• [EXERCISE TASK]
Retype the records word for word, from their first line through the line containing "column 439, row 121".

• [SUPPLIED MATERIAL]
-- -- --

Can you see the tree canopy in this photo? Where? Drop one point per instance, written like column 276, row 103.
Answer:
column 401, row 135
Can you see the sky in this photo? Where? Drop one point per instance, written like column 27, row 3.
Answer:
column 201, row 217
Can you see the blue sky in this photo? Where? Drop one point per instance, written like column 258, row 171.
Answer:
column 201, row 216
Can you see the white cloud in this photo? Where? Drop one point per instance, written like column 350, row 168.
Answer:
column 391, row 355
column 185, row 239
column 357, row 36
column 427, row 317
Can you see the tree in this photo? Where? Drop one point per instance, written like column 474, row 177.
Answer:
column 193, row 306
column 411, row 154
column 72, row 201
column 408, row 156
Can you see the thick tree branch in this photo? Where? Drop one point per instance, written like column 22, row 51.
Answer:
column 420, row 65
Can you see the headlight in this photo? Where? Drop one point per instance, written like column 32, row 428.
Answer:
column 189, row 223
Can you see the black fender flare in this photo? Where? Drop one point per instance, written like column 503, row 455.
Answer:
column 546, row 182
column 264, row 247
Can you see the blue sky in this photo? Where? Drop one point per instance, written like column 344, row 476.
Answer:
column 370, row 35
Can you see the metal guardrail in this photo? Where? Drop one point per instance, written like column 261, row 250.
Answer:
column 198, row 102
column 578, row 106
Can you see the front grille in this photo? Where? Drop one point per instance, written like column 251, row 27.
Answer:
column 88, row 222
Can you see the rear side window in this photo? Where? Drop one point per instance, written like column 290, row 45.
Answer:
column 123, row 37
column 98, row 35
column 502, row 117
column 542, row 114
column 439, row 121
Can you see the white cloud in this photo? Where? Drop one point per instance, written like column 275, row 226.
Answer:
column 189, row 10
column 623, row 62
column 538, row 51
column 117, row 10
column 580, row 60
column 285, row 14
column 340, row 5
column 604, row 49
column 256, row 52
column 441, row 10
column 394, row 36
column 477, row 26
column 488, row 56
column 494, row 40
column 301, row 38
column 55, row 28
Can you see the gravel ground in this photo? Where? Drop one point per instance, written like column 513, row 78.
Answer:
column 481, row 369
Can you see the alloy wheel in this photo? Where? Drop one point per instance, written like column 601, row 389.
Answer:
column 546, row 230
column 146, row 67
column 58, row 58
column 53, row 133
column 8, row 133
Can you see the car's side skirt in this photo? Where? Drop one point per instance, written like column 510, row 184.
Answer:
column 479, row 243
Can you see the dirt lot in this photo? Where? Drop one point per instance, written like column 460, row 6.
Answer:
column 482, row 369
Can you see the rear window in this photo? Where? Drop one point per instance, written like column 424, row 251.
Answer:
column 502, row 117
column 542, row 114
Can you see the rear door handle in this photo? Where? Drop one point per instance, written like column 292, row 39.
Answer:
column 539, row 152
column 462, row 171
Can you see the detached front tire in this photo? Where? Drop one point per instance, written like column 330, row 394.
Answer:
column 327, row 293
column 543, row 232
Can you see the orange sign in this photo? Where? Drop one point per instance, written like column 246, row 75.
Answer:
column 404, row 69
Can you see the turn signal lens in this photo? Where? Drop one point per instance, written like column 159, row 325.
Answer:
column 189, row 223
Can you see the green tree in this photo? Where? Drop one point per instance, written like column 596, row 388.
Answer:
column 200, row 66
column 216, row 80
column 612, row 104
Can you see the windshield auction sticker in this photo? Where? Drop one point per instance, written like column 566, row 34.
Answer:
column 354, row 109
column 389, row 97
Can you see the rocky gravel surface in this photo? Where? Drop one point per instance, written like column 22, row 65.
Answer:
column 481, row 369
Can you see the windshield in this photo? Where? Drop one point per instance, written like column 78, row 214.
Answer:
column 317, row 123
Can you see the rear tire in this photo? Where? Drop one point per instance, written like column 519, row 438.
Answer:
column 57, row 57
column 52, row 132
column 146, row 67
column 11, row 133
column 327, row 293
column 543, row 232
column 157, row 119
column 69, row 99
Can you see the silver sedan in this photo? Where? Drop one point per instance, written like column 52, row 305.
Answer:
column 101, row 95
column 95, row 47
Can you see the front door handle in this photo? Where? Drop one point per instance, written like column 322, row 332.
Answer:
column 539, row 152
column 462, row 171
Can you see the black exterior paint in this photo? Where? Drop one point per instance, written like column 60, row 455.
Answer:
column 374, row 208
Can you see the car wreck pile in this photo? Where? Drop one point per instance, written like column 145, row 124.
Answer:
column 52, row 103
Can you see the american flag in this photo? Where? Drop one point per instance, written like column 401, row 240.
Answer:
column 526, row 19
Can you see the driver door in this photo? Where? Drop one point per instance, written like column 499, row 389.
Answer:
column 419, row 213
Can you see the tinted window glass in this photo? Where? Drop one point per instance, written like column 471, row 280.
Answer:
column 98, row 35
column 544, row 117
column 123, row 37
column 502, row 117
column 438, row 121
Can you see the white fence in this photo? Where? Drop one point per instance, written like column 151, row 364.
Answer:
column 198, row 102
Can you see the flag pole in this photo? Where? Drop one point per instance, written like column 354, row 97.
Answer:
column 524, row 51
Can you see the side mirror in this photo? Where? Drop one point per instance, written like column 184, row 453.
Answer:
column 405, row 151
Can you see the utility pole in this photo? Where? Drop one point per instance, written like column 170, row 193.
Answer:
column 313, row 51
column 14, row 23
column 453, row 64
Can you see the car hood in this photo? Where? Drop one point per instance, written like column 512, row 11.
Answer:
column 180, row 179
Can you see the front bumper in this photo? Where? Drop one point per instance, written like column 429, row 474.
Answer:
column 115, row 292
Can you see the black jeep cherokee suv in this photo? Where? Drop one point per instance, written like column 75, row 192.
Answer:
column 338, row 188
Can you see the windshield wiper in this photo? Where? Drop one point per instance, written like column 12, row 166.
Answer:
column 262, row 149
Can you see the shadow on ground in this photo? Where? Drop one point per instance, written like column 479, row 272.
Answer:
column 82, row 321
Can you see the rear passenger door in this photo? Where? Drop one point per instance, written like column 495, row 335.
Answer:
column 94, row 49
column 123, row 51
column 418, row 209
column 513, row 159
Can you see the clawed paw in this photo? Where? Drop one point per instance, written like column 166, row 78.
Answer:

-- -- --

• [SOLUTION TO THIS TASK]
Can you see the tree canopy in this photo? Where? Drop one point per instance, written like column 276, row 103.
Answer:
column 401, row 135
Can you see the sky in this photo? Where? Drop one point per instance, written like column 27, row 3.
Answer:
column 201, row 217
Can you see the blue sky in this photo? Where? Drop one point per instance, written like column 258, row 171.
Answer:
column 201, row 216
Can you see the white cloud in this photo? Where? Drop one point per instance, written like column 350, row 168.
Answer:
column 391, row 355
column 185, row 239
column 357, row 36
column 427, row 317
Can you see the tree in this photo? Where? Drop one point per instance, written like column 474, row 177.
Answer:
column 193, row 306
column 411, row 154
column 72, row 201
column 408, row 156
Can you see the thick tree branch in this photo? Where? Drop one point per instance, written like column 22, row 51.
Answer:
column 420, row 65
Can you see the headlight in this photo? Where? Drop one point per instance, written like column 32, row 428.
Answer:
column 189, row 223
Can you see the black fender flare in this photo? Where? Drop one point per instance, written like column 503, row 455.
Answer:
column 546, row 182
column 264, row 247
Can you see the blue sky in this photo? Where? Drop one point per instance, written like column 344, row 476.
Answer:
column 370, row 35
Can you see the metal guardrail in this photo? Where? Drop one point per instance, written like column 261, row 250.
Answer:
column 198, row 102
column 578, row 106
Can you see the front grille in this photo? Where? Drop one point per instance, written like column 251, row 27.
Answer:
column 88, row 222
Can you see the rear side window in this photo? Where? Drop one point per instance, written like column 290, row 45.
Answer:
column 123, row 37
column 98, row 35
column 502, row 117
column 542, row 114
column 439, row 121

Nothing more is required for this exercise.